» Exercise instructions:
Once you have read the records below, print them again exactly as they stand.

Start of Material provided

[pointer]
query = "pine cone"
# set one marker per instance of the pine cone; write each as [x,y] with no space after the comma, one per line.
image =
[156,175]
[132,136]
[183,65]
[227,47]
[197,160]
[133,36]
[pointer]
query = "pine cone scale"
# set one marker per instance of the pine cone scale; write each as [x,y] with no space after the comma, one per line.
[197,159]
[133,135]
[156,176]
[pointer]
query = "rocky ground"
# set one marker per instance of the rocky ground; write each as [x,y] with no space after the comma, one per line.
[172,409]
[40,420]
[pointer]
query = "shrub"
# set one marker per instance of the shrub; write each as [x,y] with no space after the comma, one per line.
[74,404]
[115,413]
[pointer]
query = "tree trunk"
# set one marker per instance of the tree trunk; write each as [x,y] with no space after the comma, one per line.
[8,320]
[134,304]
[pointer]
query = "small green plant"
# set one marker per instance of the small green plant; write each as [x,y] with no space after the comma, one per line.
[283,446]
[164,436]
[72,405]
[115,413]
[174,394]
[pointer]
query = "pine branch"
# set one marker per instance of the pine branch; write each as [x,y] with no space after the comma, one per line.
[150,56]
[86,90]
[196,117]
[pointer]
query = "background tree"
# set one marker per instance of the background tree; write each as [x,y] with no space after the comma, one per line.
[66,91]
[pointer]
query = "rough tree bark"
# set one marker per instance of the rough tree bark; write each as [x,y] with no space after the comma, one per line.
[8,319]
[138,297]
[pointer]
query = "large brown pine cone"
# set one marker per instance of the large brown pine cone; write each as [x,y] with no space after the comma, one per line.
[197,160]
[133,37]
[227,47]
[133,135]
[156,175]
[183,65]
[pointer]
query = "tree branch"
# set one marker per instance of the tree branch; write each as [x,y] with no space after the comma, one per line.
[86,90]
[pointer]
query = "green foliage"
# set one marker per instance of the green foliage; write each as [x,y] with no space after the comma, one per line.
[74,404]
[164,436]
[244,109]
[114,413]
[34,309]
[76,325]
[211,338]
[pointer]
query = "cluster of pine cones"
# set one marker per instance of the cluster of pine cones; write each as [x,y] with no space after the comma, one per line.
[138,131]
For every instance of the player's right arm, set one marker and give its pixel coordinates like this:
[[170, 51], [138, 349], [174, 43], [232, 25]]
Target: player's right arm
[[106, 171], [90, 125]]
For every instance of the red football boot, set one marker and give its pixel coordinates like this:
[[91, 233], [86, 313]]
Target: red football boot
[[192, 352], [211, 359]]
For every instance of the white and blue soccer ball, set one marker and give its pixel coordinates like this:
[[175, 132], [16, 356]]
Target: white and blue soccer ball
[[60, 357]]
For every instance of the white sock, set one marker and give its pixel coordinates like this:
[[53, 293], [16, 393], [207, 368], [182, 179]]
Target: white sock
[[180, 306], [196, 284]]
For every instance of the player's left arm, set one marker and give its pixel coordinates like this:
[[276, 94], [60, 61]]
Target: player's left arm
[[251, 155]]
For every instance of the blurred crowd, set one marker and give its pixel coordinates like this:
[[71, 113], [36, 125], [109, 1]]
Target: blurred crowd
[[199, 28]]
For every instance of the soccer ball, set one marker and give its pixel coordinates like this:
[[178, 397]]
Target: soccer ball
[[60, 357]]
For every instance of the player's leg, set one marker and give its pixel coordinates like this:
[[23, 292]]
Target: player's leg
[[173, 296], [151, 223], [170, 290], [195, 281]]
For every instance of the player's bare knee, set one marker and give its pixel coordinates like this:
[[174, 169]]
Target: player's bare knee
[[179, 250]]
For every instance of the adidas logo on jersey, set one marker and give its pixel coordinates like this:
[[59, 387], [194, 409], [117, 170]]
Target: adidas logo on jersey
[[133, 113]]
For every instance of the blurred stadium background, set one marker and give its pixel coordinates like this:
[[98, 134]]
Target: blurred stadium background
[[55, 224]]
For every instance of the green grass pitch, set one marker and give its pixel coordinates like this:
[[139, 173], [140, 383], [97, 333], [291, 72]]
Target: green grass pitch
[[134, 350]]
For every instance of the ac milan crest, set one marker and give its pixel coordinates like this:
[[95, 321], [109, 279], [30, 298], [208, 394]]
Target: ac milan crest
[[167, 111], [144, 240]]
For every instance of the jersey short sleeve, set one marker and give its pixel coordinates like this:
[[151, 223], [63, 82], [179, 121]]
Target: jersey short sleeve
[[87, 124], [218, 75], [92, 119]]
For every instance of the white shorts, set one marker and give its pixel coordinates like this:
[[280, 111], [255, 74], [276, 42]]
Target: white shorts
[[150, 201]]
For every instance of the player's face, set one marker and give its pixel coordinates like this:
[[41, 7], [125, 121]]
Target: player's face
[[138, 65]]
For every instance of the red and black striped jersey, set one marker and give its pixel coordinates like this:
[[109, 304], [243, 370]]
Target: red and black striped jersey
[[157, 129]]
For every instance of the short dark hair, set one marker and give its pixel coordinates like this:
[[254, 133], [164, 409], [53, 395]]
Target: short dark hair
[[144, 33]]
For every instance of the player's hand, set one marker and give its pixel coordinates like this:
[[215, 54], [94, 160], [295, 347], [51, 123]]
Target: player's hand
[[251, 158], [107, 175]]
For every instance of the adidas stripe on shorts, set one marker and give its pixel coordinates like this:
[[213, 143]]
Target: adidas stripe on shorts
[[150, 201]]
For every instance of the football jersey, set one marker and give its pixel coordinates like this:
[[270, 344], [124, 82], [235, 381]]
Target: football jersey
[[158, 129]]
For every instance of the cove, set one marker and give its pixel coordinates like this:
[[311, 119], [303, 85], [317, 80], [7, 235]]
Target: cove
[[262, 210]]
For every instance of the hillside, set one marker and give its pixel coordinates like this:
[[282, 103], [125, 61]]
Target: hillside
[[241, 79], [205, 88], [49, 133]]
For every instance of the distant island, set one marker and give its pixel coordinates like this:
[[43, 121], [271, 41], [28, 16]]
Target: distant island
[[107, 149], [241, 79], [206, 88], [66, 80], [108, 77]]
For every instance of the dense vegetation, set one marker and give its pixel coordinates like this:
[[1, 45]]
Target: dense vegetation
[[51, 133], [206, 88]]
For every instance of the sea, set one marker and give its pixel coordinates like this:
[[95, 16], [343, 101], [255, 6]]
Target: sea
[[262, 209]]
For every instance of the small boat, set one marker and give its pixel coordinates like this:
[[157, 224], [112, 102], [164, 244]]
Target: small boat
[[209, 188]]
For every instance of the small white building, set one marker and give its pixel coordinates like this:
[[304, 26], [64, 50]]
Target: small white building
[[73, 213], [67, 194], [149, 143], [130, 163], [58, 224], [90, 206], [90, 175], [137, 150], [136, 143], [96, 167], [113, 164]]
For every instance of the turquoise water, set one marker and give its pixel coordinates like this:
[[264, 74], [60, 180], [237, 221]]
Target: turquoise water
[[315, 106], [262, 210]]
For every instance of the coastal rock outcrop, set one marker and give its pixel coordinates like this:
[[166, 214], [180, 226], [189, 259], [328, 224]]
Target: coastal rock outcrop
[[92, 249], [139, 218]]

End of Material provided

» Answer space:
[pointer]
query = "pine cone"
# set one marker per instance of the pine cone; write each as [x,y] with no space after the comma, one per line.
image =
[156,175]
[132,136]
[183,65]
[227,47]
[197,160]
[133,36]
[pointer]
query = "pine cone scale"
# set one marker per instance of the pine cone scale; write each as [x,y] with no space after the comma, one per line.
[197,159]
[133,135]
[156,176]
[pointer]
query = "rocky ground"
# set one marker per instance of the rocky ground; write each as [x,y] with no space after the comma, one per line.
[172,409]
[40,420]
[pointer]
query = "shrub"
# set one marker per instance of the shrub; write each as [x,y] with no space after the comma, one per line.
[74,404]
[115,413]
[pointer]
query = "tree trunk"
# set one marker per instance of the tree trunk; write each as [x,y] with no space after the comma, one per line.
[8,320]
[134,304]
[pointer]
query = "small green plant"
# set one marker per instance of the small green plant; write each as [x,y] with no space after the comma, one per line.
[283,446]
[164,436]
[72,405]
[115,413]
[174,394]
[pointer]
query = "pine branch"
# set one marker per instance of the pine branch; write each as [x,y] with no space after the comma, one per line.
[150,56]
[86,90]
[196,117]
[pointer]
query = "background tree"
# set one marker per instance of the background tree; write each as [x,y] with no space after the comma, one per line.
[66,91]
[pointer]
query = "rough tree bark"
# set one marker per instance of the rough tree bark; write each as [x,y] with no space after the comma, one per line.
[8,319]
[138,297]
[pointer]
query = "large brown pine cone"
# set one marker per instance of the large brown pine cone; write each as [x,y] with no space after the comma, one per line.
[197,160]
[133,37]
[227,47]
[133,135]
[156,175]
[183,65]
[pointer]
query = "tree branch"
# set one marker per instance of the tree branch; write each as [x,y] with no space after the comma, one per line.
[86,90]
[pointer]
query = "green foliage"
# set one marker per instance of the green foliage; write each as [x,y] with no space after the comma, one per line.
[74,404]
[164,436]
[244,109]
[114,413]
[34,309]
[76,325]
[211,338]
[pointer]
query = "cluster of pine cones"
# set one marker per instance of the cluster of pine cones; write each as [x,y] with no space after the comma, one per line.
[138,131]
For every instance of the player's right arm, set one marker and give its pixel coordinates like this:
[[170, 51], [138, 349], [174, 43], [232, 25]]
Target: player's right arm
[[106, 171], [90, 125]]
For every instance of the red football boot, set one marker and give its pixel coordinates like this:
[[91, 233], [86, 313]]
Target: red football boot
[[192, 352], [211, 359]]
For every instance of the white and blue soccer ball, set one marker and give its pixel coordinates like this:
[[175, 132], [16, 356]]
Target: white and blue soccer ball
[[60, 357]]
For every instance of the white sock, set one marker and give its pixel coordinates like this:
[[53, 293], [16, 393], [207, 368], [182, 179]]
Target: white sock
[[180, 306], [196, 284]]
For every instance of the player's left arm, set one marker and give its pixel coordinates like this:
[[276, 94], [60, 61]]
Target: player's left arm
[[251, 155]]
For every instance of the blurred crowd, set one marker and give its pixel coordinates like this:
[[71, 113], [36, 125], [109, 1]]
Target: blurred crowd
[[199, 28]]
For every instance of the soccer ball, set one marker and give its pixel coordinates like this:
[[178, 397]]
Target: soccer ball
[[60, 357]]
For every instance of the player's leg, set one marker and give its pixel coordinates like this:
[[23, 292]]
Target: player's leg
[[173, 296], [151, 223], [170, 290], [195, 281]]
For every instance of the player's bare knee, set one marker and give its pixel coordinates like this:
[[174, 169]]
Target: player's bare knee
[[179, 250]]
For every instance of the adidas logo on jersey, set one marker and give its pixel coordinates like this:
[[59, 387], [194, 409], [117, 170]]
Target: adidas logo on jersey
[[133, 113]]
For every instance of the blurred stadium background, set one marker and give its pixel coordinates like this:
[[98, 134]]
Target: blurred stadium background
[[55, 224]]
For every instance of the green grass pitch, set one marker and give its pixel coordinates like this:
[[139, 173], [140, 383], [97, 333], [291, 72]]
Target: green grass pitch
[[134, 350]]
For every instance of the ac milan crest, set one marker and give its pixel coordinates like this:
[[95, 321], [109, 279], [30, 298], [208, 394]]
Target: ac milan crest
[[167, 111], [144, 240]]
For every instance of the jersey short sleeve, set one marker and give its pixel coordinates like this:
[[151, 223], [63, 82], [179, 121]]
Target: jersey short sleeve
[[87, 124], [218, 75], [92, 119]]
For every instance of the white shorts, set one marker and give its pixel coordinates like this:
[[280, 111], [255, 74], [276, 42]]
Target: white shorts
[[150, 201]]
For every instance of the player's face, set one marker and give its pixel coordinates like this:
[[41, 7], [125, 121]]
Target: player's face
[[138, 65]]
For every instance of the red and black striped jersey, set one marker and give its pixel coordinates like this:
[[109, 304], [243, 370]]
Target: red and black striped jersey
[[157, 129]]
For every instance of the short dark hair, set one marker and give its pixel coordinates like this:
[[254, 133], [164, 409], [53, 395]]
Target: short dark hair
[[144, 33]]
For every instance of the player's hand, set one marker and give its pixel coordinates like this:
[[215, 54], [94, 160], [295, 347], [51, 123]]
Target: player's hand
[[251, 158], [107, 175]]
For every instance of the adidas stripe on shorts, set one marker and give its pixel coordinates like this:
[[213, 143]]
Target: adidas stripe on shorts
[[150, 201]]
For every instance of the football jersey, set one marker and give its pixel coordinates like this:
[[270, 344], [124, 82], [235, 381]]
Target: football jersey
[[158, 129]]
For every instance of the cove, set one marker and give its pixel coordinates like this:
[[311, 119], [303, 85], [317, 80], [7, 235]]
Target: cove
[[262, 210]]
For every instance of the hillside, set one marker and give its pixel coordinates like this:
[[282, 103], [125, 61]]
Target: hillside
[[241, 79], [205, 88], [49, 133]]
For every instance of the distant island, set one marker and give its pixel coordinates like this:
[[43, 121], [271, 41], [28, 16]]
Target: distant island
[[107, 149], [241, 79], [206, 88], [66, 80], [108, 77]]
For every instance of the dense vegetation, set one marker and give its pixel coordinates like this:
[[1, 45]]
Target: dense vegetation
[[51, 133], [206, 88]]
For every instance of the sea, set one marker and give its pixel coordinates like this:
[[95, 16], [343, 101], [255, 6]]
Target: sea
[[262, 209]]
For every instance of the small boat, set one marker and give its pixel coordinates like this:
[[157, 224], [112, 102], [164, 244]]
Target: small boat
[[209, 188]]
For every instance of the small white building, set one marker and give its pixel coordinates like this:
[[304, 26], [64, 50]]
Target: small white building
[[73, 213], [67, 194], [149, 143], [130, 163], [58, 224], [90, 206], [90, 175], [137, 150], [136, 143], [96, 167], [113, 164]]
For every instance of the turquoise water, set one marker and give its pixel coordinates like this:
[[264, 74], [60, 180], [237, 221]]
Target: turquoise water
[[315, 106], [262, 210]]
For every instance of the coastal rock outcrop, set one marker and give its pixel coordinates like this:
[[166, 214], [180, 226], [189, 259], [328, 224]]
Target: coastal rock outcrop
[[92, 249], [139, 218]]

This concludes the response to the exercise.